__本文抜粋__:
一連のトークの司会を担当した監督の小林浩之さんが、念を押すように語っていた言葉が印象的です。

 「『おネエMANS』とかで、同性愛者に対して派手なイメージを持っている人が多いけれど、実際はフツーで日常に暮らしているんだということを伝えたかったんです。だから、映画の中で日常的な場面をいっぱい撮りました。日本では90年代ゲイブームというのがあったのですが、それはメディアの中だけでした。日本は欧米に比べて大幅に立ち遅れています。まるでアメリカの70年代の頃のように、まだまだカミングアウトどころか自分のセクシュアリティーを認めることすら出来なくて悩む人がたくさんいるんです。だから、この映画のレベルは、非常に『古い』ものなんです。」

学生さん(?なのですよね?)に絡むのもどうかと思うし、上映の案内をいただきながら実際には見に行けなかった負い目もあったりするのだけれども(だから当然映画それ自体については何も言いようがないのだけれども<でも「ゲイとビアン」なんですもの。またここでいちいち言うのって疲れる、と思ってちょっと萎えました)、色々なレベルで上の発言は何か微妙。

「日本では90年代ゲイブームというのがあったのですが、それはメディアの中だけでした。」って、これはかなり検証や批判が必要な気がする。わたくしは自分自身が当時コミュニティにも何らかのアクティビズムにも参加してはいなかったのだけれど、それにしたって。
メディアの中でゲイブームがあったのは確かだけれども(「美青年」ゲイ映画のブームとか)、同時にそれこそアカーの府中青年の家の裁判があり(それはメディアでも報じられましたが)、ダイクマーチや何かがあり(「コミュニティ」から断絶していたわたくしでも噂として聞いてはいた)、アカデミアではゲイブームというよりはクィア理論のブームがあってかなり興味深い論文が執筆されたり翻訳されたりしはじめており、そして「メディア」を通じてではあっても確実に多くの人に届いた「女を愛する女たちの物語」のような出版物や、それを通じて可能になる出会いがあった。

__課題一覧__:
[a] 映画トークをめぐる文章の内容を2文で要約してください。
[b] 映画トークをめぐる文章のうち、「一連のトークの司会を担当した」から「て可能になる出会いがあった。」までを、両端の語句も含めてそのまま出力してください。
[c] 映画トークをめぐる文章の最後の文の後から、その続きを引き取って書いてください。

__データ部__:
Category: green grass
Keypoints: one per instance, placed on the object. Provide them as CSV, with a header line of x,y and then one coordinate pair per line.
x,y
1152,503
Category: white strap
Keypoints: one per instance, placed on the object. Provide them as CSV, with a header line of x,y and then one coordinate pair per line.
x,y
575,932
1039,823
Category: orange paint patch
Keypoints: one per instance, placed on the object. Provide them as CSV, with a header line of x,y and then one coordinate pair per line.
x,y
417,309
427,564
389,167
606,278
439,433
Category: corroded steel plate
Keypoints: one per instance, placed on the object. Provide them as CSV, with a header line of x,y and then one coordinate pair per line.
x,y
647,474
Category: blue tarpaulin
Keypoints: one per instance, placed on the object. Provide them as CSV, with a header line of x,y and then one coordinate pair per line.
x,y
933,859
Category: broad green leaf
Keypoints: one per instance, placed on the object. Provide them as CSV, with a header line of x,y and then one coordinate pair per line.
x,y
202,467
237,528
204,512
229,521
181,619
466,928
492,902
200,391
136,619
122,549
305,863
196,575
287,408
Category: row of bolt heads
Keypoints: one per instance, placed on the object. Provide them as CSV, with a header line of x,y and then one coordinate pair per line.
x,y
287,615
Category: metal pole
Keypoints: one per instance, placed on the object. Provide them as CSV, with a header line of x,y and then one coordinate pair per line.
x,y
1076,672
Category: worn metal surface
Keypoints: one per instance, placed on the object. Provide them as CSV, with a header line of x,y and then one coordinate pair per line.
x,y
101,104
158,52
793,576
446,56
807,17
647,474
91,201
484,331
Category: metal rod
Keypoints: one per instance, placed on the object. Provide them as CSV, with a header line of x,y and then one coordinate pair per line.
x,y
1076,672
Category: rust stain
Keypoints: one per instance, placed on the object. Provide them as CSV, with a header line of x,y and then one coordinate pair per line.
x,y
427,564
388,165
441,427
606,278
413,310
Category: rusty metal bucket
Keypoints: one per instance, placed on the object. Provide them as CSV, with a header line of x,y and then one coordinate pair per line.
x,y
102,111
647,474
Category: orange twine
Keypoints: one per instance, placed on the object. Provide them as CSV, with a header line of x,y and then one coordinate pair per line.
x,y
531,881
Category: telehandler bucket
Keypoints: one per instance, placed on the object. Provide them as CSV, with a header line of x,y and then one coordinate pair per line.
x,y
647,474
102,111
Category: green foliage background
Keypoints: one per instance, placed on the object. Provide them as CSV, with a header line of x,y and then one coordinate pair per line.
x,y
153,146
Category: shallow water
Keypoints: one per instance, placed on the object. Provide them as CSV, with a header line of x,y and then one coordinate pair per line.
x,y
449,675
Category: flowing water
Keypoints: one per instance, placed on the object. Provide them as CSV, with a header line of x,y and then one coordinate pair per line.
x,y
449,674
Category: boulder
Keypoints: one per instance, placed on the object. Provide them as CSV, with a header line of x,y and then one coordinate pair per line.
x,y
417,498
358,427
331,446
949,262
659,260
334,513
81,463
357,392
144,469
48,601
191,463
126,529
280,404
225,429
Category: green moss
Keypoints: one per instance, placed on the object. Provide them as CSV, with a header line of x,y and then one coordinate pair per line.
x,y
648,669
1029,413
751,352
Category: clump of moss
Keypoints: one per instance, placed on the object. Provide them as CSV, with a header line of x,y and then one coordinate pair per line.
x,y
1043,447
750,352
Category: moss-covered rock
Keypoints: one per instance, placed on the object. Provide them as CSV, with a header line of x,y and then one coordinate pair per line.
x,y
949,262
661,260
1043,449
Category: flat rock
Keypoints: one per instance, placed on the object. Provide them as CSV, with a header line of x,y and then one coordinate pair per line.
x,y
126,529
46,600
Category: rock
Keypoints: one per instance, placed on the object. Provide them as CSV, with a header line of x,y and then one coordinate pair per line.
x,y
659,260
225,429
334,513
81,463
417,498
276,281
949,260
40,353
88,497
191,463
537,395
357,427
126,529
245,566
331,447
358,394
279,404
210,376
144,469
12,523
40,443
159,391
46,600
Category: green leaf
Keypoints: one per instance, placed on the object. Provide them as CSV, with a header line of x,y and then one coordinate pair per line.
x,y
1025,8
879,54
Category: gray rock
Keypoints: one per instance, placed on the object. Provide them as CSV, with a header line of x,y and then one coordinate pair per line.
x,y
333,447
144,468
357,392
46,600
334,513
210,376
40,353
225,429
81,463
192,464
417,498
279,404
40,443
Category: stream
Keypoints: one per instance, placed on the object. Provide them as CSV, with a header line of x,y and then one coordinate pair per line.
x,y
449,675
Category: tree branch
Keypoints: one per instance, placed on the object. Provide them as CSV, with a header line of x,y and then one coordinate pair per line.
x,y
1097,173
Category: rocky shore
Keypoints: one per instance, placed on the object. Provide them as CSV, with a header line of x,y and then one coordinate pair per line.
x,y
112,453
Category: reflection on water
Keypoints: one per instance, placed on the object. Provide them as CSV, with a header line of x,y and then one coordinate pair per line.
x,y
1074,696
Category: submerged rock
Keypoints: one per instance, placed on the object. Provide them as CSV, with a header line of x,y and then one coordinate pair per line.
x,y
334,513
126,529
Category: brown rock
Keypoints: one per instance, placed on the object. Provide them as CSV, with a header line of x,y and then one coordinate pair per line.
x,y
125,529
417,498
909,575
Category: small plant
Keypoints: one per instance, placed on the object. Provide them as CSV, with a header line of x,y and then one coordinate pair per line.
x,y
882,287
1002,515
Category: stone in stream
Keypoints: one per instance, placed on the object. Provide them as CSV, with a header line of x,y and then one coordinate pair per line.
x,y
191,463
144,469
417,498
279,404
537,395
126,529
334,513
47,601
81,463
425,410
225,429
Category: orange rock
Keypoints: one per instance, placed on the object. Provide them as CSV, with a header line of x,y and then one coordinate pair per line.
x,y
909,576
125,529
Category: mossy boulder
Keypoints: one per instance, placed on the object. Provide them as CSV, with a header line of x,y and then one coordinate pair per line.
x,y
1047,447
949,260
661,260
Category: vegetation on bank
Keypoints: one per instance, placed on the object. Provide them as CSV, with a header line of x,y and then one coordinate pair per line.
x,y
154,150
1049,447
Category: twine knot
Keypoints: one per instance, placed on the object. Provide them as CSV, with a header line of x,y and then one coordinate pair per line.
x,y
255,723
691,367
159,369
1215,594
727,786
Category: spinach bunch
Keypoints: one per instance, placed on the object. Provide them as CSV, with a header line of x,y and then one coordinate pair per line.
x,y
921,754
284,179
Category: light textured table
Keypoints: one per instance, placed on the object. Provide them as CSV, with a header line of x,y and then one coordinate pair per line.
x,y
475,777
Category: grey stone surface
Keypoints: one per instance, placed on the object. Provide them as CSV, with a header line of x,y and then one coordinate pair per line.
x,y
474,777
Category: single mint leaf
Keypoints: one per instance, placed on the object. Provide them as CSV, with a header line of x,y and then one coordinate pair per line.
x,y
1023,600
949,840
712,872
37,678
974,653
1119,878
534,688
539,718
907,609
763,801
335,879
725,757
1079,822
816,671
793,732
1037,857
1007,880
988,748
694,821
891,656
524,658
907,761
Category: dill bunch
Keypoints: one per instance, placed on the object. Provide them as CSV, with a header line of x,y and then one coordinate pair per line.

__想定回答__:
[a] 監督の小林浩之さんは、同性愛者は派手なイメージを持たれがちだが実際は日常に暮らしていると伝えたかったと語り、日本の90年代ゲイブームはメディアの中だけで、日本は欧米に比べて大幅に立ち遅れていると述べた。筆者はこの発言を微妙だと感じ、同時期には府中青年の家の裁判、ダイクマーチ、アカデミアでのクィア理論のブーム、「女を愛する女たちの物語」のような出版物もあったとして、検証や批判が必要だと指摘している。

[b]
一連のトークの司会を担当した監督の小林浩之さんが、念を押すように語っていた言葉が印象的です。

 「『おネエMANS』とかで、同性愛者に対して派手なイメージを持っている人が多いけれど、実際はフツーで日常に暮らしているんだということを伝えたかったんです。だから、映画の中で日常的な場面をいっぱい撮りました。日本では90年代ゲイブームというのがあったのですが、それはメディアの中だけでした。日本は欧米に比べて大幅に立ち遅れています。まるでアメリカの70年代の頃のように、まだまだカミングアウトどころか自分のセクシュアリティーを認めることすら出来なくて悩む人がたくさんいるんです。だから、この映画のレベルは、非常に『古い』ものなんです。」

学生さん(?なのですよね?)に絡むのもどうかと思うし、上映の案内をいただきながら実際には見に行けなかった負い目もあったりするのだけれども(だから当然映画それ自体については何も言いようがないのだけれども<でも「ゲイとビアン」なんですもの。またここでいちいち言うのって疲れる、と思ってちょっと萎えました)、色々なレベルで上の発言は何か微妙。

「日本では90年代ゲイブームというのがあったのですが、それはメディアの中だけでした。」って、これはかなり検証や批判が必要な気がする。わたくしは自分自身が当時コミュニティにも何らかのアクティビズムにも参加してはいなかったのだけれど、それにしたって。
メディアの中でゲイブームがあったのは確かだけれども(「美青年」ゲイ映画のブームとか)、同時にそれこそアカーの府中青年の家の裁判があり(それはメディアでも報じられましたが)、ダイクマーチや何かがあり(「コミュニティ」から断絶していたわたくしでも噂として聞いてはいた)、アカデミアではゲイブームというよりはクィア理論のブームがあってかなり興味深い論文が執筆されたり翻訳されたりしはじめており、そして「メディア」を通じてではあっても確実に多くの人に届いた「女を愛する女たちの物語」のような出版物や、それを通じて可能になる出会いがあった。

[c]
それらを全てまとめて「メディアの中だけ」と言ってしまうのは、やはり違うと思う。GLOWの若い学生さんたちにおそらく何の悪気もないのだろうと思うだけに、もう少し気をつけて歴史を見てほしい、とも思う。いろいろな事の準備が90年代にははじまっており(それが直接的にもたらした結果の評価はさまざまだろうけれども)、そしてそのような事が90年代に可能になる前、70年代80年代にも、確実にさまざまな運動があったし文化活動があった。当たり前だけれども、その事にもっと注意を払って欲しい。学生さんなんだし<押し付けがましいです、はい。

それから、あらまあまたその話なのねと退屈されることを承知で、言います。「同性愛者に対して派手なイメージを持っている人が多いけれど、実際はフツーで日常に暮らしているんだ」は、あああそれはねわたくしはどうかと思いますあまり望ましくない用語選択だと思いますというよりおそらく考え方としてどうよそれ<本当に押し付けがましい

派手なのはフツーじゃないのかしらとか日常じゃないのかしらとか派手な同性愛者は「実際」にはいないのかしらとか、もうそのあたりの話は良いのかと思っていましたが、やはり「可視化」という主題は恐るべしと言うのか、以前のチャットでmakikoさんが仰っていたとおり、制度化と可視化(あ、顕在化か)の方向性が少しずつ強まっているように見える現在だからこそ、可視化のされ方(何がどのように見えるようになるのか、その時に何が見えなくなる/見なくても良いことになるのか)に、注意を払わなくてはいけないなあ、と。